§ REQUEST 1: Render the entries below as a JSON list of strings, one string per line and no blank lines. Start with the line that contains "the wooden wall." and go on through the last line of the entries.

§ TEXT EXCERPT:
--

Cardiff University is proud to be home to the community of researchers and practitioners who recognised the need to provide leadership in order to bring Cardiff’s creative sector – industry, research, education and policy – together in more strategic ways. As a flagship enterprise, Creative Cardiff combines the university’s expertise in research and development with its emphasis on innovation and its commitment to civic mission. This has enabled Cardiff University to speak knowledgeably, proudly and with impact in discussions about the City Region’s cultural and business strategies.
It is the distinctive characteristics of place that the Creative Cardiff team have set out to understand and respond to so well.
What is it about the Cardiff Capital Region’s creative workforce that makes it so important to the city, region, Wales and the world?
What might creative citizenship mean for both individuals and the region? What were the particular challenges facing a city of multiple small creative entities? What kind of connections could most valuably be forged to achieve critical mass and a sense of common identity and brand? What kind of creative funding programme might prompt the best game-changing ideas? Through consultation, co-production and the creation of peer networks (partners, stakeholders, funders and supporters), Creative Cardiff has assisted the sector in arriving at answers to these questions, while remaining ready to respond to leftfield challenges and to the shifting social and economic circumstances that have marked its anniversary year.
In 2018, along with other partners, Creative Cardiff played a key role in securing funding from the Arts and Humanities Research Council (AHRC) Creative Industries Clusters Programme for Clwstwr – a project to create new products, services and experiences for a sustainable screen and news sector in South Wales that will as a result be better equipped to compete in an industry dominated by the integrated strength of global media companies. As Creative Cardiff reaches this anniversary, it has again taken up a leading role, with a strong cohort of partners, in developing a large-scale UK Research and Innovation (UKRI) Strength in Places bid, whose aim is to build on Clwstwr’s success and establish the Cardiff Capital Region as a global centre for media innovation that grows talent, connects up creative assets and plays a key role in defining the region’s sense of place – both for its own multicultural citizens and for the rest of the world.
Five years in, Creative Cardiff’s ambition continues to help define and shape the cluster, constellation, ecosystem and engine that form the Welsh capital region’s creative life.

--

§ REQUEST 2: According to the text on Creative Cardiff, which research council's Creative Industries Clusters Programme provided funding for Clwstwr in 2018?

--

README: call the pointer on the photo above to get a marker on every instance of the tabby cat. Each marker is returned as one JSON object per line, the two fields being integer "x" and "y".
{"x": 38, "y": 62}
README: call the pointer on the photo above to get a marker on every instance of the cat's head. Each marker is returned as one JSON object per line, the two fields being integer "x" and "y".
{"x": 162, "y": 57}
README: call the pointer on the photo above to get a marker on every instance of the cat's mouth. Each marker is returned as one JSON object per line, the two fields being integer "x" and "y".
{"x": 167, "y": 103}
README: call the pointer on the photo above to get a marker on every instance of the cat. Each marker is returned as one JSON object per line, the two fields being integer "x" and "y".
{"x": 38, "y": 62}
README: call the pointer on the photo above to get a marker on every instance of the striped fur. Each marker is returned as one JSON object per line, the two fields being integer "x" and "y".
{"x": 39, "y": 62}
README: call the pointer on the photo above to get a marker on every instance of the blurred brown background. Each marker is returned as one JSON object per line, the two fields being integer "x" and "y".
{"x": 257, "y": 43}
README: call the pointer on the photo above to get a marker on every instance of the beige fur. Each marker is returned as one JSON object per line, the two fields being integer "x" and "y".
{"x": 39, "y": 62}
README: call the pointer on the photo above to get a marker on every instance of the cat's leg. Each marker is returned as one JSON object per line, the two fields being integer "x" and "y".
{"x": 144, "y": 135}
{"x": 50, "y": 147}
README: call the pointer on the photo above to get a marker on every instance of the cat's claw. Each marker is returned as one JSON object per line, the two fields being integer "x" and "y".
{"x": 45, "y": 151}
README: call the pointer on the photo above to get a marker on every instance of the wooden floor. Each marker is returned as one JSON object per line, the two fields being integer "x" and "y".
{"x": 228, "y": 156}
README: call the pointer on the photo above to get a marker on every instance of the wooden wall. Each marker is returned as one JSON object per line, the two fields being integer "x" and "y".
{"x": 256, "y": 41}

--

§ CORRECT RESPONSE 1:
[
  "README: call the pointer on the photo above to get a marker on every instance of the wooden wall. Each marker is returned as one JSON object per line, the two fields being integer \"x\" and \"y\".",
  "{\"x\": 256, \"y\": 41}"
]

§ CORRECT RESPONSE 2: The Arts and Humanities Research Council (AHRC).